- [Work task] Continue the passage below about Europe's energy supply, picking up after its last sentence.

====== Text block ======

It’s very important that regional opinion leaders learn to see through all manipulation and power lifting. That’s the highway to a learning region.  Energy has made Europe strong. At the same time it is Europe’s Achilles’ heel. Over 50% of the energy supply is mined outside the EU. The situation will worsen when oil and gas wells dry up. Without a transition the EU – especially in the short run – gets more and more dependent on instable monarchies and dictatorial regimes in the Middle East, Africa, et cetera. Thus making the EU still more vulnerable to energy supply disruptions from outside the union and to volatility in energy prices.

One thing is for sure: energy is a condition for economic growth. Without energy all machines, cars, electrical devices, and more, come to a standstill. The consequences will be huge. Times won’t get that hard. For the next forty years there will be enough energy, especially if people and organisations will bring more efficiency in their use of energy. ‘More Energy, Less Carbon Dioxide,’ is the name of the game at Shell.

====== Recorded data ======

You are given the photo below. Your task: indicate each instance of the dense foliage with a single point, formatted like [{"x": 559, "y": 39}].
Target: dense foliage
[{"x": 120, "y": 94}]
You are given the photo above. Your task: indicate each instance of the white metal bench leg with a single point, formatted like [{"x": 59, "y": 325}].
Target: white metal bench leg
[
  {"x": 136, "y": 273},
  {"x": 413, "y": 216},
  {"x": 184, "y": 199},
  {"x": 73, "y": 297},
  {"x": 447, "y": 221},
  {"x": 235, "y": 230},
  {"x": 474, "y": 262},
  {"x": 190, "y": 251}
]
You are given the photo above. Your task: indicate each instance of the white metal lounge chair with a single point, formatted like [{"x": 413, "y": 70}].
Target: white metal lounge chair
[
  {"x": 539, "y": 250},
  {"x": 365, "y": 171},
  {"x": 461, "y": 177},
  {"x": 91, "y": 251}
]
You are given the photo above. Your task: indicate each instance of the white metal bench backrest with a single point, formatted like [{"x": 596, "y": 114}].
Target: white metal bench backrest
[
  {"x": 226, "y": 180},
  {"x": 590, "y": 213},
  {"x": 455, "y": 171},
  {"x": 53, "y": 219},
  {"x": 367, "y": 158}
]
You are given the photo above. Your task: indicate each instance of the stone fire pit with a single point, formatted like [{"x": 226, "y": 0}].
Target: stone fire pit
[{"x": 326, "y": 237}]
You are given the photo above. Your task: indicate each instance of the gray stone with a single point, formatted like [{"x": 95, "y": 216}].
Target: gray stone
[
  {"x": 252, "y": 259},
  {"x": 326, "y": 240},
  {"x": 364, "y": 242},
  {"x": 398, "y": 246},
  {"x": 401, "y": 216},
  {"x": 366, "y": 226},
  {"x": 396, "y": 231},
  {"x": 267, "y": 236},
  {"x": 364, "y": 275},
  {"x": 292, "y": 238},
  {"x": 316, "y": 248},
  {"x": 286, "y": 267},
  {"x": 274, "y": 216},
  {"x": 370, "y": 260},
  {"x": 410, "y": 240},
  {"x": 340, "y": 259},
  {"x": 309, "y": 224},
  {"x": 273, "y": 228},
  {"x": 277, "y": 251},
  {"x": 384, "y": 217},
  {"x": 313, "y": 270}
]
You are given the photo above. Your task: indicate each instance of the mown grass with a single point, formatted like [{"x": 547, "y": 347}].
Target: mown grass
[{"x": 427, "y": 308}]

======

- [Task result]
The oil company has developed two scenarios: Scramble and Blueprints. ‘The main difference is in the degree of cooperation between companies, governments and people,’ Richard Sears explains.  ‘In Scramble everyone acts independently trying to solve their own supply/demand or environmental problem, whereas in Blueprints there is a greater sense of cooperating to find workable solutions for everyone. By acting together under Blueprints, the outcome is more likely an earlier transition to alternative energy sources.’

In-between trouble and creativity is a timezone that may take 30 or 40 years. During those in-between years of an oil age that comes to an end and a real new main source (beyond the well known renewables), that still has to be developed, the discussions seem obligato. Who abstracts from the political angles and the sheer nonsense of mud throwing, in this in-between timezone, is left to form an opinion on two fundamental issues of the slowly fading concept ‘low carbon economy’:

1. Low carbon means less carbon dioxide(CO2)and other greenhouse gas emissions;

2. Low carbon means no oil – or almost no oil – and coal for energy production (oil and coal both are carbon containers).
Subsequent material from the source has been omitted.